DATA EXTRACT >>
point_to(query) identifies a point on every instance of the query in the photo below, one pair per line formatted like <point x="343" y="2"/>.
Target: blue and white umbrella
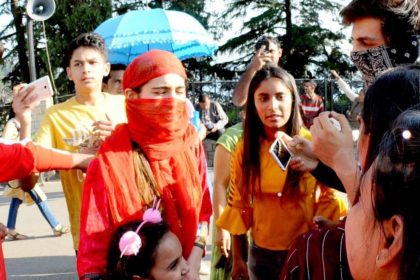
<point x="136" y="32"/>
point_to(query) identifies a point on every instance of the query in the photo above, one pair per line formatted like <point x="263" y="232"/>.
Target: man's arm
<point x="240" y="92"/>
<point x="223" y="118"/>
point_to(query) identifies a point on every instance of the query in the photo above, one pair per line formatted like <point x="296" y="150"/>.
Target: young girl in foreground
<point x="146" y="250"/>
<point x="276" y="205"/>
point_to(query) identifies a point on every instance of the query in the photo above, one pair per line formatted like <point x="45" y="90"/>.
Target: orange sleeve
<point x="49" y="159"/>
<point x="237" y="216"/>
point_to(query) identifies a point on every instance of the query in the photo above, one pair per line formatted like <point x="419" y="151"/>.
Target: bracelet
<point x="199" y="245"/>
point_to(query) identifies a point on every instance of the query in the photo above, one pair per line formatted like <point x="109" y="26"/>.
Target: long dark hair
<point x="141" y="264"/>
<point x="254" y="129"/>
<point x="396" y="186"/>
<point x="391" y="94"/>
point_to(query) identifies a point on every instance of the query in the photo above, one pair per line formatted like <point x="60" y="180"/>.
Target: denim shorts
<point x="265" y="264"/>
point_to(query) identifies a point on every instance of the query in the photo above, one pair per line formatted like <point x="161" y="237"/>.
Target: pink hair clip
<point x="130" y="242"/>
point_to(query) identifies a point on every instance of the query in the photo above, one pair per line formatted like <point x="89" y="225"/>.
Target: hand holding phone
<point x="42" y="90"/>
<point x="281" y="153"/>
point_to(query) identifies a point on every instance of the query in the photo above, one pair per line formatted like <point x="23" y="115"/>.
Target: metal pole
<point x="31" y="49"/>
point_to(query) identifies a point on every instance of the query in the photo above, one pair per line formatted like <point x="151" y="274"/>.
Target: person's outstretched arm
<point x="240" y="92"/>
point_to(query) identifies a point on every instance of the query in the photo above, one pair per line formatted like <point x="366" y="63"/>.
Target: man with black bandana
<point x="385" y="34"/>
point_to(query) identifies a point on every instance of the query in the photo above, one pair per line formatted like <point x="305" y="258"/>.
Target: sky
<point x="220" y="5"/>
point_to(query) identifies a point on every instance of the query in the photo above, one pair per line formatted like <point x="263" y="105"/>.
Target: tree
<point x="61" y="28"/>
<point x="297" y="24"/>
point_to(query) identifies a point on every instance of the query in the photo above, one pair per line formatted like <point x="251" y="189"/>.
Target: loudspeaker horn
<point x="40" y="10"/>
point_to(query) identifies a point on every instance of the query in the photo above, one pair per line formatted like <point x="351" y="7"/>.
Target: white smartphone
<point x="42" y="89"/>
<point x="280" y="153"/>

...

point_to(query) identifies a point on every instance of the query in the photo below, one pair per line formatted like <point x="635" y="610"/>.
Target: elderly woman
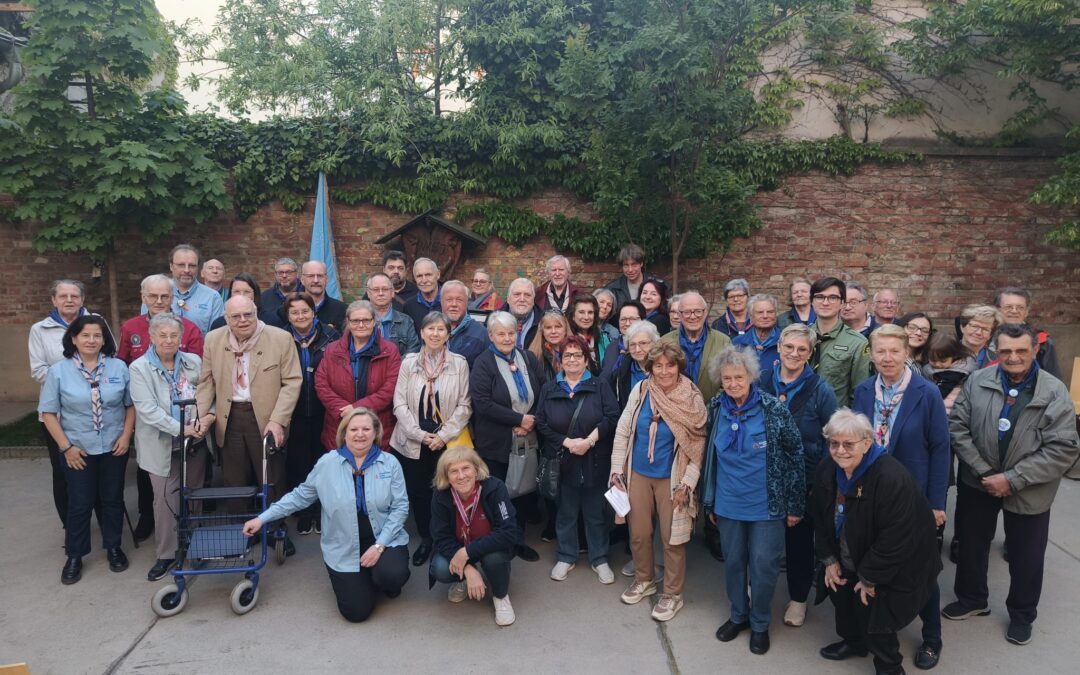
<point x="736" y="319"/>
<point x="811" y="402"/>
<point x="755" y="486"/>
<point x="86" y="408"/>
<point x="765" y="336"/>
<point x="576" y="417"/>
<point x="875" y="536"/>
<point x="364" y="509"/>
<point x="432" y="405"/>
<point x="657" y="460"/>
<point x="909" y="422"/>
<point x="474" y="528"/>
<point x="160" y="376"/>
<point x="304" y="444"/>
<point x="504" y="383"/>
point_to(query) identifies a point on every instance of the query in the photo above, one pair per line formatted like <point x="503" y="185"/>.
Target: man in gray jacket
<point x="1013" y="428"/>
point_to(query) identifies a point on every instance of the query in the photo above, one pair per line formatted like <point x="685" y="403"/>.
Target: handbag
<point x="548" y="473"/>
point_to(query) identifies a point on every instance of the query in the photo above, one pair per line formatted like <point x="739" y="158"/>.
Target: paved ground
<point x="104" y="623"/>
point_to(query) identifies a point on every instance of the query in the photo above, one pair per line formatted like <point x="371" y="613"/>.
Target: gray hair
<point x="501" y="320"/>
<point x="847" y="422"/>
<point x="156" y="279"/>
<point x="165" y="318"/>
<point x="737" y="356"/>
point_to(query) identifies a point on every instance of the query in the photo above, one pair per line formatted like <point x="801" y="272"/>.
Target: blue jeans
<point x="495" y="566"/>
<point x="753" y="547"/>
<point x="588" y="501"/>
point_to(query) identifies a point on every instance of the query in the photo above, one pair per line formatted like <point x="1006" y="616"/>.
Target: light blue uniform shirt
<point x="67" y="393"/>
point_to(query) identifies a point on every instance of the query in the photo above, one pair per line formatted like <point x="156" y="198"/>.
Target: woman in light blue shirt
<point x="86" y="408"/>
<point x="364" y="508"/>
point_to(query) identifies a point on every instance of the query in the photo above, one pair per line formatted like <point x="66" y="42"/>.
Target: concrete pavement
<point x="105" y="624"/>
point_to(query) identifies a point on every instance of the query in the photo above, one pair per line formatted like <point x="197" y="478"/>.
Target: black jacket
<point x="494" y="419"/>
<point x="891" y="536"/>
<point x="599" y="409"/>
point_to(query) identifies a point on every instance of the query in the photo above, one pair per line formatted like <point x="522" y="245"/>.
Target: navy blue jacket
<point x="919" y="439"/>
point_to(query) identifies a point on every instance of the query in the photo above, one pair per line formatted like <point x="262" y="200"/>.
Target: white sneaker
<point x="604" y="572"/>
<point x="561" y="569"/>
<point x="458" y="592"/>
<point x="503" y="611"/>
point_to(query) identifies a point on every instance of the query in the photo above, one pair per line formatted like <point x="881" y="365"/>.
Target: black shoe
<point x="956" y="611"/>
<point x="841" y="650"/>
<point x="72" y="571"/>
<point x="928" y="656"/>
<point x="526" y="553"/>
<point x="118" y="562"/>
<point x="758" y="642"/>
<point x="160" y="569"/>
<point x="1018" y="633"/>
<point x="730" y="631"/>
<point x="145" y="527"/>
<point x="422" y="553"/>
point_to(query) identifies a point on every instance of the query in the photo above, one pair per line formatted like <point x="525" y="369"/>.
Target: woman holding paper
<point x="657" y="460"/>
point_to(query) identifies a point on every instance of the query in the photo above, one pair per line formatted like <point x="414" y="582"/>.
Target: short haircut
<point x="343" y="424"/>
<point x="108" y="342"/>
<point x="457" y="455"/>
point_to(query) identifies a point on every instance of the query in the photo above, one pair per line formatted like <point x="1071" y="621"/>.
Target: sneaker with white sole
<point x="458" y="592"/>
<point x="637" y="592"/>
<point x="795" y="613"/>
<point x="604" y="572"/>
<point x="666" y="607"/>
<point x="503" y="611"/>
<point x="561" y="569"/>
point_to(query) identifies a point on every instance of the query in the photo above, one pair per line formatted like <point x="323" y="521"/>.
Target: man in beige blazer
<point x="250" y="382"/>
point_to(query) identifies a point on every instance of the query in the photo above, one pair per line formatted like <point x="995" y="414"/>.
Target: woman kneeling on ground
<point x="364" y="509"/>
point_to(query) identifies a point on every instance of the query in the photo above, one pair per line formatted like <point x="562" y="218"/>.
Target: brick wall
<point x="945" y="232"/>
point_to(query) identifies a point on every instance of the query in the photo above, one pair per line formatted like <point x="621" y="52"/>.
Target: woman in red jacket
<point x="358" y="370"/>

WORK INSTRUCTIONS >> Go through the data above and tally every line that includes "below". State only the total.

TASK RESPONSE >> 2